Give back exactly the lines from the "lamp head, giving" line to the final line of the records, and only those, minus any pictures.

═══ SUPPLIED INFORMATION

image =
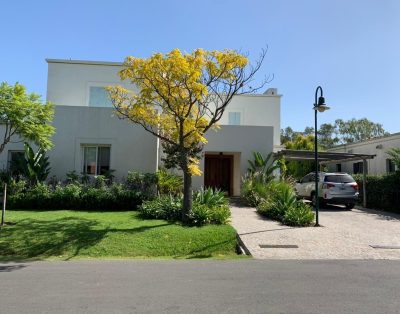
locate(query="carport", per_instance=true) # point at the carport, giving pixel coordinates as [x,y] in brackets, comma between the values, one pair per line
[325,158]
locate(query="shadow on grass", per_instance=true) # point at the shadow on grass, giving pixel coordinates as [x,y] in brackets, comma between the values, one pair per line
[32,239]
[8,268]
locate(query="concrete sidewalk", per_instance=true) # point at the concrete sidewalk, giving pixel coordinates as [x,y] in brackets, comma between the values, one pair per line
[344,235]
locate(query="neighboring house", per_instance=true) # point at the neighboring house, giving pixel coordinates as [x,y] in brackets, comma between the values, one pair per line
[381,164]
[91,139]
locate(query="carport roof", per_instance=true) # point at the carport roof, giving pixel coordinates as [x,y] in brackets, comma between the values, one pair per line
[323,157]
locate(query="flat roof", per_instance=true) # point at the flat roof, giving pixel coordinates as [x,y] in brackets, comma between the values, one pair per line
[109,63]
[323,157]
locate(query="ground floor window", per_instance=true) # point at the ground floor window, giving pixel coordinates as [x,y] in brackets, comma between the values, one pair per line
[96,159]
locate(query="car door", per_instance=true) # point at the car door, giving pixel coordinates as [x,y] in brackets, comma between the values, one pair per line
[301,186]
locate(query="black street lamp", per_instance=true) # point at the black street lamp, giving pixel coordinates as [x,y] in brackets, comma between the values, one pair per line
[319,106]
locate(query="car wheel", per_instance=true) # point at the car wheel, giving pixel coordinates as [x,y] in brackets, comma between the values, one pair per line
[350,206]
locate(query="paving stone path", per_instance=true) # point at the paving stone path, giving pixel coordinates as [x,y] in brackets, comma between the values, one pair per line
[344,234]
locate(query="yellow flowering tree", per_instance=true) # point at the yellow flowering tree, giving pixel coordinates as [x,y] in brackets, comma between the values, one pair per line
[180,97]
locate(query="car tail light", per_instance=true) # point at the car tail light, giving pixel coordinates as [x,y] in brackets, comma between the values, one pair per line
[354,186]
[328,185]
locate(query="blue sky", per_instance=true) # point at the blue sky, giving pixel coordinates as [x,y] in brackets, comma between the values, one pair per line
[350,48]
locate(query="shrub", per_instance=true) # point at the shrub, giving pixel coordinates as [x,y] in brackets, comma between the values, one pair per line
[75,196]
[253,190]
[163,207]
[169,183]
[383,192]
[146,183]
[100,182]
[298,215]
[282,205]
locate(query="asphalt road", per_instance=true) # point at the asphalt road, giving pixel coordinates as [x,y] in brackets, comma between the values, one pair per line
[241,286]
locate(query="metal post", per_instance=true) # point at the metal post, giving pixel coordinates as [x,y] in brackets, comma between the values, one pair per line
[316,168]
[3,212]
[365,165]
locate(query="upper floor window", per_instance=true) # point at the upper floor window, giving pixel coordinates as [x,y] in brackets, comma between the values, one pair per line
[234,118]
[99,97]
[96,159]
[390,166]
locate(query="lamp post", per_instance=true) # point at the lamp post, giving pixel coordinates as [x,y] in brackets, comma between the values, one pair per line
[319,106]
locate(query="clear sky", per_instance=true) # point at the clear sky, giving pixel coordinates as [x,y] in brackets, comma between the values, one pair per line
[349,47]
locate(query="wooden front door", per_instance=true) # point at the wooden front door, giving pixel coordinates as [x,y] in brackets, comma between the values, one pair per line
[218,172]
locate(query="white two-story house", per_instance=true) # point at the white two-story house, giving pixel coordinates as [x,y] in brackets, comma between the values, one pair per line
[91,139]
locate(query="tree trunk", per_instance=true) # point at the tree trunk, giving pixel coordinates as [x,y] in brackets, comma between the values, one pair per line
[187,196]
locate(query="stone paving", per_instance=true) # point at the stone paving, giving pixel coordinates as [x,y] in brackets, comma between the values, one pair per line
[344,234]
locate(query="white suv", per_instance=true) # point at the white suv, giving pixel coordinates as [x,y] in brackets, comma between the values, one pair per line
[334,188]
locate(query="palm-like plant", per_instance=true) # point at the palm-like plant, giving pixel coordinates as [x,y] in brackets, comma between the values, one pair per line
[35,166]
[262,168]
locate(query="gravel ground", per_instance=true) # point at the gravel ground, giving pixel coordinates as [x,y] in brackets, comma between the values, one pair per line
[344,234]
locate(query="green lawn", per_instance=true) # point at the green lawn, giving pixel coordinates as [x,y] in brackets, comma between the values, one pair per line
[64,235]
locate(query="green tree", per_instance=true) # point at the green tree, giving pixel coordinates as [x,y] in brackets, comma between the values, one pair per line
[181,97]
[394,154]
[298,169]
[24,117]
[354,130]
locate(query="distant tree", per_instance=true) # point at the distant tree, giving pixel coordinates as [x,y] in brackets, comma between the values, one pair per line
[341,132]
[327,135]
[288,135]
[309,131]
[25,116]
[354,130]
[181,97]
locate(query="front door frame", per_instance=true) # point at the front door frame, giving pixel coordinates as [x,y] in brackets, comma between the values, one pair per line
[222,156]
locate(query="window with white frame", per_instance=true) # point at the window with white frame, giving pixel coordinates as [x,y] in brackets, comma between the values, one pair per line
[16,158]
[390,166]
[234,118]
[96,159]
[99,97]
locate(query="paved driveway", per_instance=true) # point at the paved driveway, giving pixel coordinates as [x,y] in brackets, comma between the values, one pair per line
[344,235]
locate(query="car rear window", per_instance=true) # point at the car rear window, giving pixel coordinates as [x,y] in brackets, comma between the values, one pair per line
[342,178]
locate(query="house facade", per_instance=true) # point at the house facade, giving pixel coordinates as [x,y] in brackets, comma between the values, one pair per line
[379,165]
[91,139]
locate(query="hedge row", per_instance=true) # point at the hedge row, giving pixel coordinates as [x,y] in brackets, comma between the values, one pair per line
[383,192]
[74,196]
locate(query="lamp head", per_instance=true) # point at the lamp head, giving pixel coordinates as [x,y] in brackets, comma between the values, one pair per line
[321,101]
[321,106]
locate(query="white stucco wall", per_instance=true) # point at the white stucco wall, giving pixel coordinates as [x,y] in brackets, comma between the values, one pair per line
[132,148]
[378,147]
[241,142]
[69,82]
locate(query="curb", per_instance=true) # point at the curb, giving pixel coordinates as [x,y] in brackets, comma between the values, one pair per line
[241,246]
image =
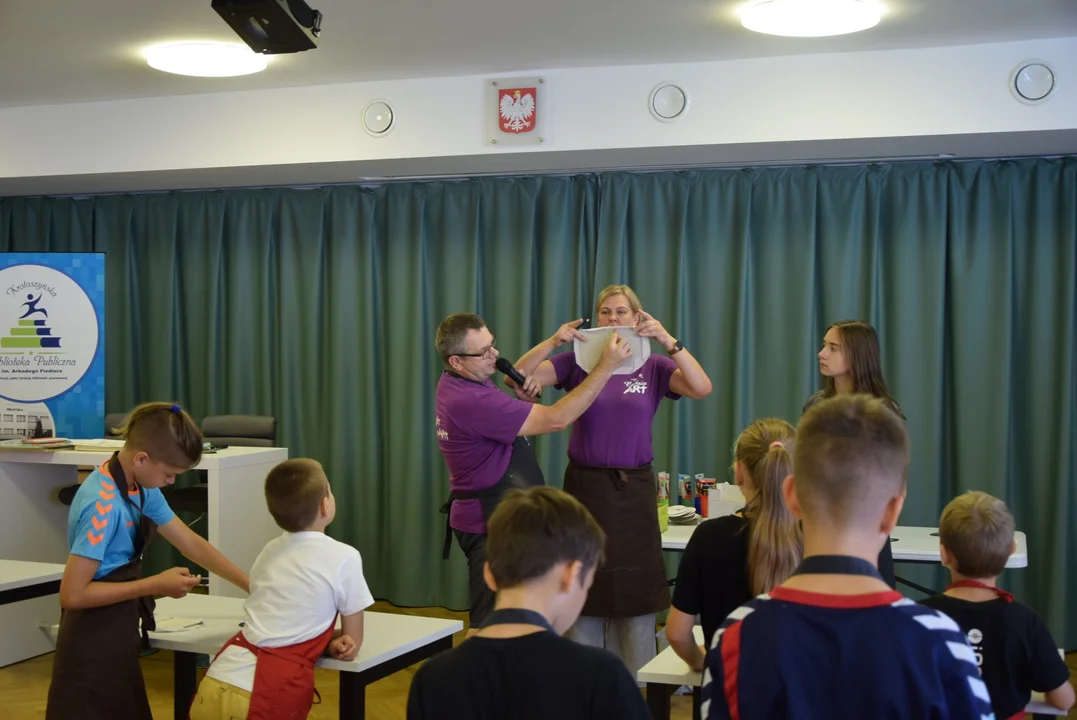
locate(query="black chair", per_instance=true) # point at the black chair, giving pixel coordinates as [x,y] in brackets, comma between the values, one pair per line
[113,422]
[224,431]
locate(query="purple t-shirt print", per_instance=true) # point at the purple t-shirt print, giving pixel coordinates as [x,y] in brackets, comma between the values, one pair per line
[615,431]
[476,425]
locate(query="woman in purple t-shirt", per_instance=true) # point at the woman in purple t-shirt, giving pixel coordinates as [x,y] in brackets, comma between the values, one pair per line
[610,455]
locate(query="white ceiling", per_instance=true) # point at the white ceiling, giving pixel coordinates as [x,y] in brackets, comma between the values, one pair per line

══════

### RESULT BELOW
locate(query="lamp head", per_instance=true) # point at the lamp head, giving pixel coordinates as [x,y] in brackets, comma between the values, one pair per line
[321,101]
[321,106]
locate(query="white stucco wall", per_instance=true) # point at the white stucco wall, giving pixel coordinates as [x,y] in brackets, comma between the values, one pair per line
[132,148]
[378,147]
[241,142]
[69,82]
locate(query="curb", per_instance=true) # point at the curb, giving pixel coordinates as [x,y] in brackets, comma between the values, one pair per line
[241,246]
image =
locate(query="black chair", per_instance=true) # point at the black chair, giving pixel coordinates as [x,y] in brackets, comma between the values, one pair per line
[113,422]
[224,431]
locate(query="purple t-shirt print", per_instance=true) # point at the purple t-shirt print, giving pixel coordinates as [x,y] in brackets, comma between the values, one pair per line
[615,431]
[476,425]
locate(query="woman in purple t-shirt", per_instance=true) # point at the woman in purple t-shirt, giving pixel coordinates as [x,y] in brackets, comma between the values, one pair per line
[610,455]
locate(query="white ceiling", per_instance=true) # point at the white ceiling, giving pixel coordinates as [x,y] in brackets, comma between the values, one pair per line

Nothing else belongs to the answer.